>> Start Data extract
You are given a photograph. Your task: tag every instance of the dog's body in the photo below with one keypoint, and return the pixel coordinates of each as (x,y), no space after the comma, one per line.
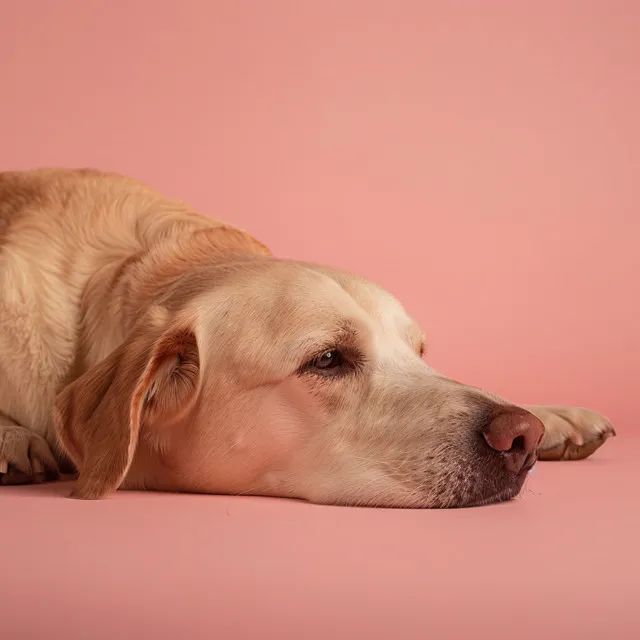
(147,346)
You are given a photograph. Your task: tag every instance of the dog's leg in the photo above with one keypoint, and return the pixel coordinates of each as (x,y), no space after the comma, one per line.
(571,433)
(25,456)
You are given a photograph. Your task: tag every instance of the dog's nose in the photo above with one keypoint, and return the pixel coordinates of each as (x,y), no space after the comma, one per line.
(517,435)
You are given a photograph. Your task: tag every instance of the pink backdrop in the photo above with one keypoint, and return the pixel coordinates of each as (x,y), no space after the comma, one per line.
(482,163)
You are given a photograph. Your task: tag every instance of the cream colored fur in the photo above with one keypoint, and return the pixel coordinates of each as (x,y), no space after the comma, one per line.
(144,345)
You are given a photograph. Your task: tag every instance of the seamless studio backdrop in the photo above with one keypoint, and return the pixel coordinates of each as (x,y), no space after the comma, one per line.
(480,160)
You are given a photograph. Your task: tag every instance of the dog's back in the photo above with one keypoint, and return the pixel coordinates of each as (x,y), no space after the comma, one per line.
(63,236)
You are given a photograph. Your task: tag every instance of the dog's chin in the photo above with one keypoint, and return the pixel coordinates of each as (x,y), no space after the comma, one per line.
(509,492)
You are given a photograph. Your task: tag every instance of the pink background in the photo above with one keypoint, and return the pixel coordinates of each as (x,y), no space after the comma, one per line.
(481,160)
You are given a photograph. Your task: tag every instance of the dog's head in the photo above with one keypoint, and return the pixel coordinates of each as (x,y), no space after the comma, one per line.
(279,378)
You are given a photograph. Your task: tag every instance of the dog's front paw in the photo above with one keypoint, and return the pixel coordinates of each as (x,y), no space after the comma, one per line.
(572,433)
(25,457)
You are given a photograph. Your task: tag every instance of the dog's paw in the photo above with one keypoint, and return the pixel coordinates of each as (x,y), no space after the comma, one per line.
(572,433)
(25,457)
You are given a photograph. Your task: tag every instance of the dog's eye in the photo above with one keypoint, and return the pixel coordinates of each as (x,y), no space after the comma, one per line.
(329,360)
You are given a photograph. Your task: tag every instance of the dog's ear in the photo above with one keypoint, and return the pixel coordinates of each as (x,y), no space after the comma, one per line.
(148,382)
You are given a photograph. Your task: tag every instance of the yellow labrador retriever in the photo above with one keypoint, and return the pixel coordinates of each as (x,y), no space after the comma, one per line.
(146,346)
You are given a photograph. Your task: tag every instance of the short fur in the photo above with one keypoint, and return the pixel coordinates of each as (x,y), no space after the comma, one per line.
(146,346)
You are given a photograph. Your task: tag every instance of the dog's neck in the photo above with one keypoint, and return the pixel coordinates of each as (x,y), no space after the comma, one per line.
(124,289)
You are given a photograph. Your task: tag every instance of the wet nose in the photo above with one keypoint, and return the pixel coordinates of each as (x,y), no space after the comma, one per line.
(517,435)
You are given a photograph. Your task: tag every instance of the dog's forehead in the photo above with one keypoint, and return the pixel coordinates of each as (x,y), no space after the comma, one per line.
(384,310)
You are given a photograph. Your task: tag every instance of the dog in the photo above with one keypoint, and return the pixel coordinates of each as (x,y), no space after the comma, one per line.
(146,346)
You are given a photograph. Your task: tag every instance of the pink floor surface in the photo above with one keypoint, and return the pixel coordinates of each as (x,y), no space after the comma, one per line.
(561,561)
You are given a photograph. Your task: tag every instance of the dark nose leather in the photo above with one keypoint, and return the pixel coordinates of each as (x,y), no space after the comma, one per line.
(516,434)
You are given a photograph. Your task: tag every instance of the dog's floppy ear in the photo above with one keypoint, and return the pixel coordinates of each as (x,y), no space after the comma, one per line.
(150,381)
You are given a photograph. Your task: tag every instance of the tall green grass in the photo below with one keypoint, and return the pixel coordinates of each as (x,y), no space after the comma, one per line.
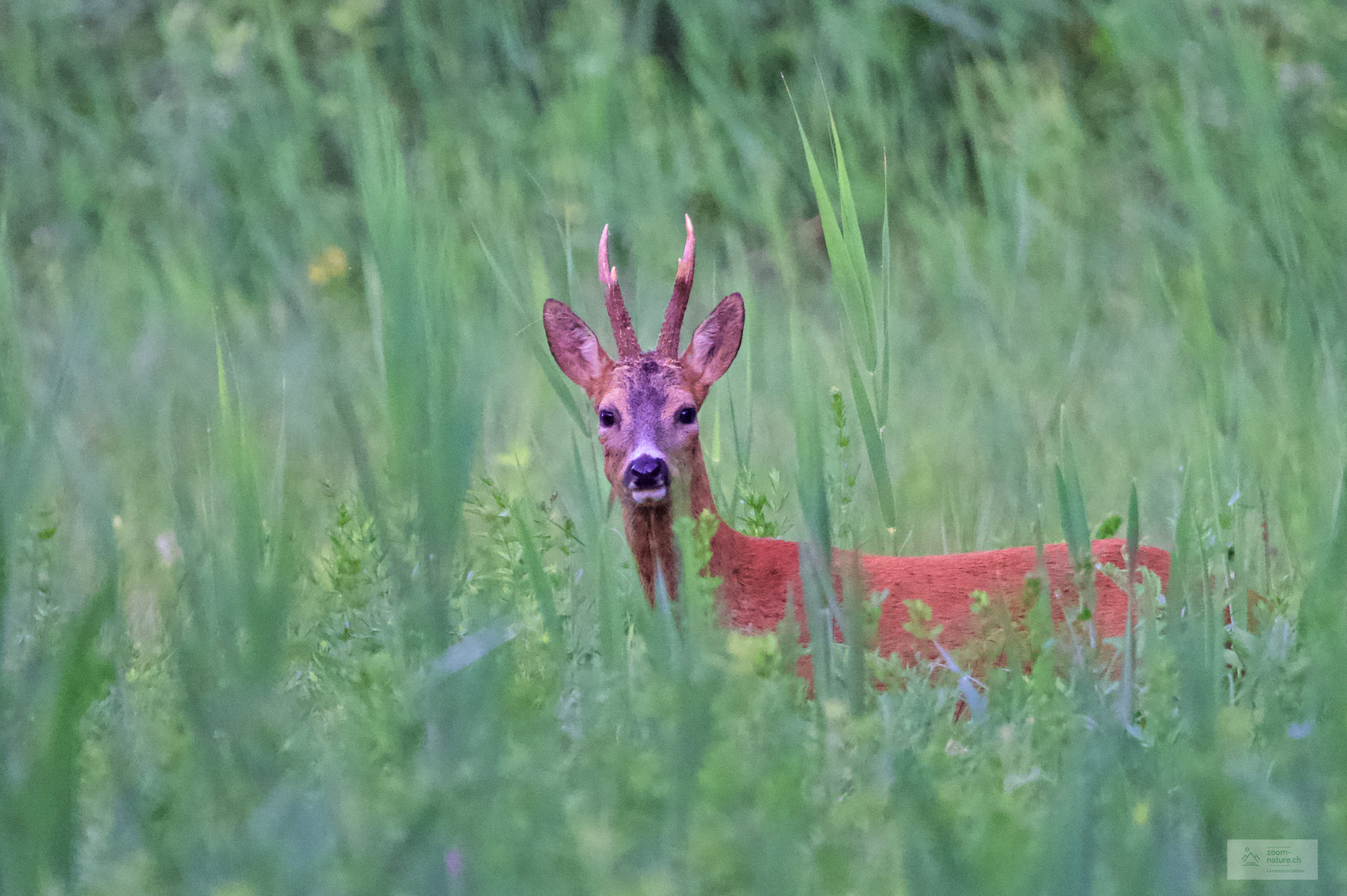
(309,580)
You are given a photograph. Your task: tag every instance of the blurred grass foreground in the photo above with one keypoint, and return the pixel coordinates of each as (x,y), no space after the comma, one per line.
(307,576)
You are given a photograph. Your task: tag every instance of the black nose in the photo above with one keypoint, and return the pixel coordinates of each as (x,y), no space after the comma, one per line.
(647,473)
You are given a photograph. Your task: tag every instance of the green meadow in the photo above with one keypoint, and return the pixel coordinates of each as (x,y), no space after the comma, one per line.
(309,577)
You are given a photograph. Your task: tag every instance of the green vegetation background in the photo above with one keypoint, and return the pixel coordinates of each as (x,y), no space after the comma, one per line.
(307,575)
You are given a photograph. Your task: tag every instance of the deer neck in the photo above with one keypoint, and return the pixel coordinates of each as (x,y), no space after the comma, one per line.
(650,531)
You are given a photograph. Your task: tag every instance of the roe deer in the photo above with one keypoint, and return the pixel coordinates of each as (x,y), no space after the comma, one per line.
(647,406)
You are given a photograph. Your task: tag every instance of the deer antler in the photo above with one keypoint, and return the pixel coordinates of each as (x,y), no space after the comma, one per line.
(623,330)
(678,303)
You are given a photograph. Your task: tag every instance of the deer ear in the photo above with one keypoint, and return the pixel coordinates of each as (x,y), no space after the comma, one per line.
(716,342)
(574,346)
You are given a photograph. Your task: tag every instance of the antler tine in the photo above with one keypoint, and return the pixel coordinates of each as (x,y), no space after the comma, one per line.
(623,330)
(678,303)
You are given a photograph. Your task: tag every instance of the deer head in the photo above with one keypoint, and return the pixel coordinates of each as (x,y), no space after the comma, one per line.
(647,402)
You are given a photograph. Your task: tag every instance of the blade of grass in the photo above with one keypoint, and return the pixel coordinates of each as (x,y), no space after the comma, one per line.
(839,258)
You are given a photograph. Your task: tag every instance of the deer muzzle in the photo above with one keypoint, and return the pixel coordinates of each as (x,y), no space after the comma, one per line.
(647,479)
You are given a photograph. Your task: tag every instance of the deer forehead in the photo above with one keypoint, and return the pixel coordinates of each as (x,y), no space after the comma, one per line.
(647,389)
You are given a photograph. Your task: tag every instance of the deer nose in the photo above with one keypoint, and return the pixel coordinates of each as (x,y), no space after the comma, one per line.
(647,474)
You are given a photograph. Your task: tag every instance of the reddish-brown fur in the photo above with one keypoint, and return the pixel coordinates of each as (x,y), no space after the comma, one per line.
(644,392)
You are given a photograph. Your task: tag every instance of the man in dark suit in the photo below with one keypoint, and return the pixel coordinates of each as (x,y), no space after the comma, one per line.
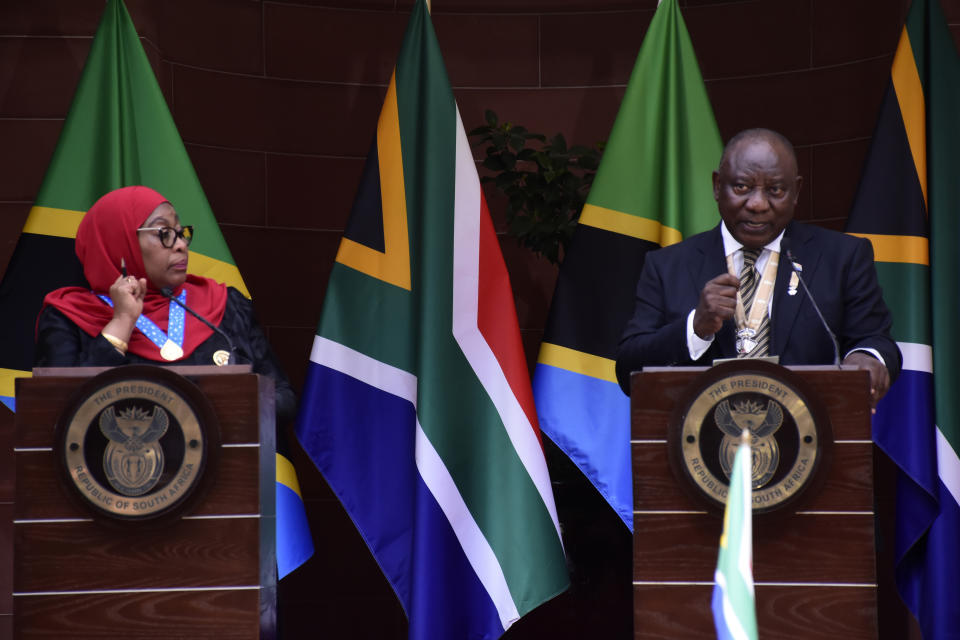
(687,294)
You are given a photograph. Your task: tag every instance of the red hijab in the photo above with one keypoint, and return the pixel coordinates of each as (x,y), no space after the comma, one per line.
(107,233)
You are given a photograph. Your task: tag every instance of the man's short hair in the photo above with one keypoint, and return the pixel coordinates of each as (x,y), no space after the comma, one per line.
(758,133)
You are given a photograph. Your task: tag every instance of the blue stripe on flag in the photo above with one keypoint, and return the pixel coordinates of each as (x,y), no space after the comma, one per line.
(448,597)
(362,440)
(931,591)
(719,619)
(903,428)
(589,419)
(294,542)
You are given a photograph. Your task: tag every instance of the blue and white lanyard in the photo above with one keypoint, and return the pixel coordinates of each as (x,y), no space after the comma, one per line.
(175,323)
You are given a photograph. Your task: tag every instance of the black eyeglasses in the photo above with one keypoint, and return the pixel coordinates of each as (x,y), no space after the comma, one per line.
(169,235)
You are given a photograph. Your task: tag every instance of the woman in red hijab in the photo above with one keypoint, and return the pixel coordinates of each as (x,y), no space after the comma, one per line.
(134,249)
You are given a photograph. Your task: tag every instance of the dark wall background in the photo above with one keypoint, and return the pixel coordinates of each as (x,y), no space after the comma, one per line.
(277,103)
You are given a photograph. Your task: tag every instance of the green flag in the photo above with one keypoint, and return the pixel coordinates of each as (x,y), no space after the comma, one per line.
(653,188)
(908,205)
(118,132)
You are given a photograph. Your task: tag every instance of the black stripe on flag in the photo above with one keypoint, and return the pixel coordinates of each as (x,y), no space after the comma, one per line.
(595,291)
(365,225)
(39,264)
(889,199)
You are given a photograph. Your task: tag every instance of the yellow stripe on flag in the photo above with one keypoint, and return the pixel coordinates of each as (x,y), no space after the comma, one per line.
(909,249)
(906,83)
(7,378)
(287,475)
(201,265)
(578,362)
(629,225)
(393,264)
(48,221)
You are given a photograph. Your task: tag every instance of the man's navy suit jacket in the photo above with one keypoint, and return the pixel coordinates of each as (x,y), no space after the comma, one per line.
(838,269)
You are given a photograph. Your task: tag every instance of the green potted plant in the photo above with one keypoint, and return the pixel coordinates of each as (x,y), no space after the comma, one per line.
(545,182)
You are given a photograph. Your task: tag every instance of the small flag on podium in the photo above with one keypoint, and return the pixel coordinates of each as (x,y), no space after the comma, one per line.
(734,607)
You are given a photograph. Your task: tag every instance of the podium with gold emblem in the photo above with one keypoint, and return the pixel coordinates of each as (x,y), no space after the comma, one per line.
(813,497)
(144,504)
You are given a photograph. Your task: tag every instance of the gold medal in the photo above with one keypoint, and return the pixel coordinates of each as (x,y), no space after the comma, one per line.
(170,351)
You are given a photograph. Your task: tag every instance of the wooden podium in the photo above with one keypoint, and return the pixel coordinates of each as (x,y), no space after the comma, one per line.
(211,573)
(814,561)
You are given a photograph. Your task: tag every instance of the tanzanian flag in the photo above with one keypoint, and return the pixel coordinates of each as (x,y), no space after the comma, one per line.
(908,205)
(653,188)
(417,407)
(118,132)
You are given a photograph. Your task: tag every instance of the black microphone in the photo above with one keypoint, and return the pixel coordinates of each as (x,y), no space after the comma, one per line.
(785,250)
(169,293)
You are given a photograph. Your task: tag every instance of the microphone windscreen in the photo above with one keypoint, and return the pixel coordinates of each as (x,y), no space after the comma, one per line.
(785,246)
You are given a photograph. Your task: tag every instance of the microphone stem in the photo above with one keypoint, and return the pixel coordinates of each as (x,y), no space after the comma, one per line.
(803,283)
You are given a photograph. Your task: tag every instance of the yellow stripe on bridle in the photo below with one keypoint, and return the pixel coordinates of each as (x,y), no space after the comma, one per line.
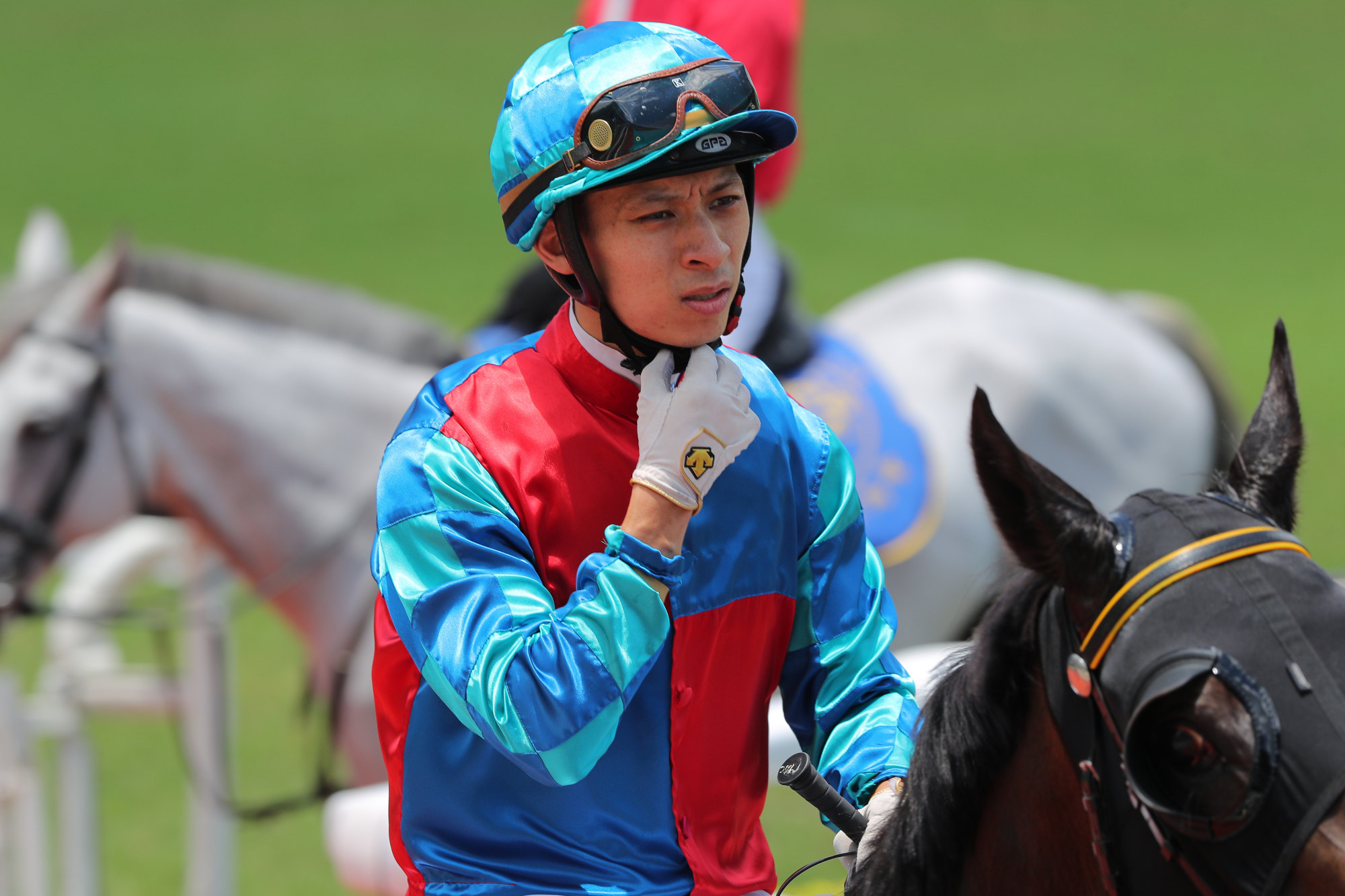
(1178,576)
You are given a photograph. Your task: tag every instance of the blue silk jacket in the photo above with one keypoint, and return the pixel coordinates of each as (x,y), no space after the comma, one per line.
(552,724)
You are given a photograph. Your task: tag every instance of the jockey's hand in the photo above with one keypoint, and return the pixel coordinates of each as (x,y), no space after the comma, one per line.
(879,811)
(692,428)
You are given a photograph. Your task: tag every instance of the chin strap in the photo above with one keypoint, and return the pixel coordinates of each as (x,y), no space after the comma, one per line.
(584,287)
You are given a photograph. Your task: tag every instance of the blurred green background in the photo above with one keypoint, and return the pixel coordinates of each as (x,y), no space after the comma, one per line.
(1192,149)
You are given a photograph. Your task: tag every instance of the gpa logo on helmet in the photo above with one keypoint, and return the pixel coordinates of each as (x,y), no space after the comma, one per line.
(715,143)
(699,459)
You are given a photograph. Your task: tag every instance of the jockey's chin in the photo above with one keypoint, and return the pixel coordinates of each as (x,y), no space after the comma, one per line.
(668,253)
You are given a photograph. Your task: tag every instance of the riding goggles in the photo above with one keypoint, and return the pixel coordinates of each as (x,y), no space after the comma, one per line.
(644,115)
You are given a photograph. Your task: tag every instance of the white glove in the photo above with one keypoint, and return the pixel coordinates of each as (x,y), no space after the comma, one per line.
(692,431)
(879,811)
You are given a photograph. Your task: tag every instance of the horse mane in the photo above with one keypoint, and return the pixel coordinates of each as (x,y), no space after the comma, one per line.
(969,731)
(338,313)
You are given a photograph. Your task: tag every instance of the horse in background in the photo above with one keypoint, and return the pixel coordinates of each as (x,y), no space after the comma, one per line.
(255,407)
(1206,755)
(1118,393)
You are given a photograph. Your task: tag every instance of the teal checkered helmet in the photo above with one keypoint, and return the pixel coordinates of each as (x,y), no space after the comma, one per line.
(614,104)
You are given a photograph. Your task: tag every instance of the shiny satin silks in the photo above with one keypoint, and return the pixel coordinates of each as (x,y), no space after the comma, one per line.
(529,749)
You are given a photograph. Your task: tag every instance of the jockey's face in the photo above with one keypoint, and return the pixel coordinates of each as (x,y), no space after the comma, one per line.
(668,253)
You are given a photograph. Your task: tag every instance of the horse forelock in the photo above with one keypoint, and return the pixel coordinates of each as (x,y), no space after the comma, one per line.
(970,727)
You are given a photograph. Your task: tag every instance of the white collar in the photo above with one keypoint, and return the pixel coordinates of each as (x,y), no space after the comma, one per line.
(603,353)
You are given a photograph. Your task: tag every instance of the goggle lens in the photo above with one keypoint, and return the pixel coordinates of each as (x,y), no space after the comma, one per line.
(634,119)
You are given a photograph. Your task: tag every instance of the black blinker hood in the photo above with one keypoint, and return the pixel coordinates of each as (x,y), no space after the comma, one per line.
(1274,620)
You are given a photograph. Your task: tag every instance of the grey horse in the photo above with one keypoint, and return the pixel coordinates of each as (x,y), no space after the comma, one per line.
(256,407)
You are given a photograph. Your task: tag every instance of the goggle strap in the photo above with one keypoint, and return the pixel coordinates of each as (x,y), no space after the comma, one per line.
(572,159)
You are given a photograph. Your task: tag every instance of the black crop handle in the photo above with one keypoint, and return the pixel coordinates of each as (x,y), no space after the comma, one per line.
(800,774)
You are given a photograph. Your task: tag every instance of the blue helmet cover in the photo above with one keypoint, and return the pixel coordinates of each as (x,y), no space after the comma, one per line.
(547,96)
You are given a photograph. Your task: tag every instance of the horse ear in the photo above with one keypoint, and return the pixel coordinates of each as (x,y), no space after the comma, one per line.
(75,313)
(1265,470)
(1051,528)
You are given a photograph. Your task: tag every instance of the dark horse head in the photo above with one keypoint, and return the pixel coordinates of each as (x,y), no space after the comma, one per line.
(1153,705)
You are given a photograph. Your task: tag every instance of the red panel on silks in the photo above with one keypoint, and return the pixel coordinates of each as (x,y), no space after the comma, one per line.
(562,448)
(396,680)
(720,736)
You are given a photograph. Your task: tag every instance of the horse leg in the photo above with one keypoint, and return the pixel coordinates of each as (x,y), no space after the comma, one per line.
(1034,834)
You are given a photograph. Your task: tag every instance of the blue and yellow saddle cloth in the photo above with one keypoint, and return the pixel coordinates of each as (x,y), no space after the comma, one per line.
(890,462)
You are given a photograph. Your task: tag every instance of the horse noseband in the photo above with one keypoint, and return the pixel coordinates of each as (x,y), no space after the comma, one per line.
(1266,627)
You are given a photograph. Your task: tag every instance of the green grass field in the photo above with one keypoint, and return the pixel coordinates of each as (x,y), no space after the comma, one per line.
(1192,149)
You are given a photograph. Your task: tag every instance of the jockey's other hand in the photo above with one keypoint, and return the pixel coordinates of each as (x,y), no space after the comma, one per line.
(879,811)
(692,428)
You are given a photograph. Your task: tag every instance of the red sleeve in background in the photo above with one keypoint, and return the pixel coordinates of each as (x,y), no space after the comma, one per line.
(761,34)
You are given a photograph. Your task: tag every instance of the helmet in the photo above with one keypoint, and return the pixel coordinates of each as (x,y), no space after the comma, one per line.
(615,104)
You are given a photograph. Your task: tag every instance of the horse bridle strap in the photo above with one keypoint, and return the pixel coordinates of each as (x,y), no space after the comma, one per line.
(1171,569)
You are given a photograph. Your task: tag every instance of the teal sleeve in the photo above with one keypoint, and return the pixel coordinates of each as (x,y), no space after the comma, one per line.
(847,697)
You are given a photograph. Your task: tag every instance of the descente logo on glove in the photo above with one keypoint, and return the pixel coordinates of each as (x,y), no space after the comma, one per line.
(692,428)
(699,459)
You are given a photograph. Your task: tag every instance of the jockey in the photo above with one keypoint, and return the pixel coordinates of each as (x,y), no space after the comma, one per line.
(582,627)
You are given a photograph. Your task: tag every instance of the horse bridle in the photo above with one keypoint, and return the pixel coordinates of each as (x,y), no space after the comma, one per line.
>> End Data extract
**Exercise requirements:**
Look above for the line containing "the jockey's other", then transcribe it and all lines after it through the last, exactly and with nothing else.

**Task answer:**
You are given a photograph. Your task: tag every instance of the jockey's other hand in the photo above with one keypoint, and return the pixel coordinates of each as (x,y), no space after the comma, one per line.
(879,811)
(692,428)
You are given a photograph. Your task: tag every instance of the red sleeve in background in the photo above with one keypoint, and return the pixel coordinates of each as (x,y), no space after the comma, one per line.
(761,34)
You are given a photograph. Your task: tag every instance of the helmet in the photo above with one keypoint, and return the pixel coordinates of each as (x,y), no space after the comma, one per line.
(615,104)
You are given a photograph. Your task: tag every instance of the horse bridle strap in the photo above with one keypoint, and return the pixel coordinates of each as (x,y), no space after the comma, one per line.
(1171,569)
You are given a photograph. Your task: tag every instance of the teal sleeve in the photo above with one keypoint, and return the pixel coordinates of each as (x,y), no space after the comma, one per line.
(847,697)
You are given a photograph. Your task: tag every instance of the descente logo on glove in the photo above with one keypoint, and return the pixel coordinates of each as (x,y), no space after the comma, one per line.
(692,428)
(699,459)
You are given a photograph. Your task: tag every instance of the jockey in the photo above with one keypoint, and return the pixel coordinates of each as (x,y), no space after the comma, one per line.
(582,627)
You are given a photograph. Your task: tag every instance of the horse bridle in the photo above with one keypoint, and return the pixel coordinates of each as (x,y), no space after the comma, one per line.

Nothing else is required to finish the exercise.